## ARTICLE
══════════════════════════════

But while the markets as a whole didn't change much over the past 52 weeks, the shipping industry wasn't nearly as lucky.

Take a look at how shippers performed in 2011:

Company

% Return in 2011

Safe Bulkers (NYS: SB) (32.4)
Diana Shipping (NYS: DSX) (37.0)
Navios Maritime (NYS: NM) (37.6)
DryShips (NAS: DRYS) (61.3)
Star Bulk Carriers (NAS: SBLK) (67.5)
Eagle Bulk Shipping (NAS: EGLE) (82.2)
Paragon Shipping (NYS: PRGN) (82.8)

Source: S&P Capital IQ. Only includes companies listed on U.S. exchanges. Returns as of Dec. 28, 2011.

Yikes. Clearly, dry bulk shippers have had a horrific year. So much so that Safe Bulkers, down 32%, looks like a stellar performer. Dry bulk shipping is all about supply and demand, and right now there is just too high of a supply of ships and not enough demand to ship commodities. The result is lower prices that the dry bulkers can charge.

The Baltic Dry Index (BDI) is a rationalization of the supply of dry bulk carriers and the demand for leasing of the vessels. The higher the BDI, the more shippers that use spot contracts get paid to transport cargo. The lower the BDI, the less they earn. The BDI is essentially flat for the year, but it has declined more than 85% since May 2008. Shippers simply aren't getting paid nearly what they once were to transport their cargoes, and their stock prices reflect that.

══════════════════════════════

## DIRECTIVE A
According to the article, how far has the Baltic Dry Index fallen since May 2008?

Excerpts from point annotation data
══════════════════════════════

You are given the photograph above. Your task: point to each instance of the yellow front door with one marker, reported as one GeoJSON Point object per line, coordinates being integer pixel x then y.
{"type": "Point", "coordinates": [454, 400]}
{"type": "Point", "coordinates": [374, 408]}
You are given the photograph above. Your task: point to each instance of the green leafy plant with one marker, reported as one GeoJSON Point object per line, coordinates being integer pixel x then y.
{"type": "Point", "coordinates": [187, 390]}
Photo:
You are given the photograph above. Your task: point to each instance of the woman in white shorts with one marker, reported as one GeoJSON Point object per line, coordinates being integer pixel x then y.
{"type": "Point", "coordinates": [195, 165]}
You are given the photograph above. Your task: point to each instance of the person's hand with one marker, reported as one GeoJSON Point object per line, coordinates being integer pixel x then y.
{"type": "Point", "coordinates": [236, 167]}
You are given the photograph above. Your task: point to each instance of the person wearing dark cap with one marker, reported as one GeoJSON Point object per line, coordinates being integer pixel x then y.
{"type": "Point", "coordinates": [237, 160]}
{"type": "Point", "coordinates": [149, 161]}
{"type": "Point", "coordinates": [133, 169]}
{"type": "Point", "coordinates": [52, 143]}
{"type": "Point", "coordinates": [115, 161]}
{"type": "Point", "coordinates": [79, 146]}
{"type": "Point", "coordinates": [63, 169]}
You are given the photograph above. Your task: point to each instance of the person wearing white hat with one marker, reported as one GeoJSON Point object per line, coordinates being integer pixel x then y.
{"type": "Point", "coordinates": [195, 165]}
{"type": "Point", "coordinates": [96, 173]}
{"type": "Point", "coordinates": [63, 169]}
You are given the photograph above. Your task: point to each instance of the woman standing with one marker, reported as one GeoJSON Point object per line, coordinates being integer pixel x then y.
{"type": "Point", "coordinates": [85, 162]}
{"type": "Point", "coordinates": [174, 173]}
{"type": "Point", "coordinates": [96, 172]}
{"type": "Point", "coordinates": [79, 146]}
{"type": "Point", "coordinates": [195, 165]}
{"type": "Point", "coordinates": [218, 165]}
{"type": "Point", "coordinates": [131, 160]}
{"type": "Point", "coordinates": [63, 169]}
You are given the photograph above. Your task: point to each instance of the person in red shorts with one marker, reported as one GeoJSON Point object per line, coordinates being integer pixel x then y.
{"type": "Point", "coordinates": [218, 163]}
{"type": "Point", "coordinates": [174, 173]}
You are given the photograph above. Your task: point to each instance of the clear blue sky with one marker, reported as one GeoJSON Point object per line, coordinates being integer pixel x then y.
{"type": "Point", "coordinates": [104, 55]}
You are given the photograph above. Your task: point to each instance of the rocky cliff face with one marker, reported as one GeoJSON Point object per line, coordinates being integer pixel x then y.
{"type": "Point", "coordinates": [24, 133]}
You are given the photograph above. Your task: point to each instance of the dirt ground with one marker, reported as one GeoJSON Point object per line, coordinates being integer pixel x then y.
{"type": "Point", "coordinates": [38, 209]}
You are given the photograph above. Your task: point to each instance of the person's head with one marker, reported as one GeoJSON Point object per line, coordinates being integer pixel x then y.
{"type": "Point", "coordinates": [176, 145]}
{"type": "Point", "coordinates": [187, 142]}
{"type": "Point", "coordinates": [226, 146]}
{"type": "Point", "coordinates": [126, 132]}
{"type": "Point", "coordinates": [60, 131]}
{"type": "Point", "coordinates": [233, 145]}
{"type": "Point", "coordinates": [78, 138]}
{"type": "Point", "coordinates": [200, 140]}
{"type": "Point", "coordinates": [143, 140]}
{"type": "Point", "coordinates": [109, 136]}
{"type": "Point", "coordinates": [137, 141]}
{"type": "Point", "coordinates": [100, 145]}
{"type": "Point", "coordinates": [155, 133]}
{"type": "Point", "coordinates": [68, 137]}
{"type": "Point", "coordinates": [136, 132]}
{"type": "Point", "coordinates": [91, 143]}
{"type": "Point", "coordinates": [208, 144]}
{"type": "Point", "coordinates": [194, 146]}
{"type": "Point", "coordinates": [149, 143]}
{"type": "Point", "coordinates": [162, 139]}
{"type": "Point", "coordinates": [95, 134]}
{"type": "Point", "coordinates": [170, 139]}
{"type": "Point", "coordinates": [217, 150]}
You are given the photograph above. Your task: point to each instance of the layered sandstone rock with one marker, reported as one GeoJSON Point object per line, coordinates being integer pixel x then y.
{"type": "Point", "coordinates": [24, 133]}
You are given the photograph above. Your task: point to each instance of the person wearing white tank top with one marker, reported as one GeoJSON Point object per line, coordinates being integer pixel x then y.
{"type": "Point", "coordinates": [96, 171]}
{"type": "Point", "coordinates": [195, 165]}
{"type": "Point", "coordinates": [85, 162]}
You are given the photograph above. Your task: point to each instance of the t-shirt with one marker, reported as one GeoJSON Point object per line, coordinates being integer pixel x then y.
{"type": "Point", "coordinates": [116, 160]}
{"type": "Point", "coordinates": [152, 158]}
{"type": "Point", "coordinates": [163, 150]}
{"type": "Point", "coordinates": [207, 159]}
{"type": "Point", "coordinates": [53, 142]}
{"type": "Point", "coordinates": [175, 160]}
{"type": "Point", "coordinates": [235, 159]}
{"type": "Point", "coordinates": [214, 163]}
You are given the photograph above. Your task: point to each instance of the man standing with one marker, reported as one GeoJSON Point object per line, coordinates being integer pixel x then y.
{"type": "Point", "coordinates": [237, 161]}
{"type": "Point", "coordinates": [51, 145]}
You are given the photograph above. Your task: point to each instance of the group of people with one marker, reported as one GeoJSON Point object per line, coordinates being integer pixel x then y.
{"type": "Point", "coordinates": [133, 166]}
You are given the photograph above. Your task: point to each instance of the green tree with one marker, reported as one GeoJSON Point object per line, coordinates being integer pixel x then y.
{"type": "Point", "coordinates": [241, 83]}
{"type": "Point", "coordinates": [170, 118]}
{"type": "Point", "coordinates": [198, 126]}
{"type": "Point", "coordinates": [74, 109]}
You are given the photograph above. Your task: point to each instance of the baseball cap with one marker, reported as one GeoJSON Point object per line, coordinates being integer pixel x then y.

══════════════════════════════

## DIRECTIVE B
Pull out every line of the listing that contains the word "woman". Case matters.

## TASK ANSWER A
More than 85%.

## TASK ANSWER B
You are given the photograph above. Your task: point to each instance of the woman in white shorts with one marker, reported as one GeoJSON Point object per line, coordinates being integer pixel x then y.
You are given the photograph above. Your task: point to each instance of the woman standing with one marker, reported as one GeoJSON Point object per line, coordinates being integer pixel x then y.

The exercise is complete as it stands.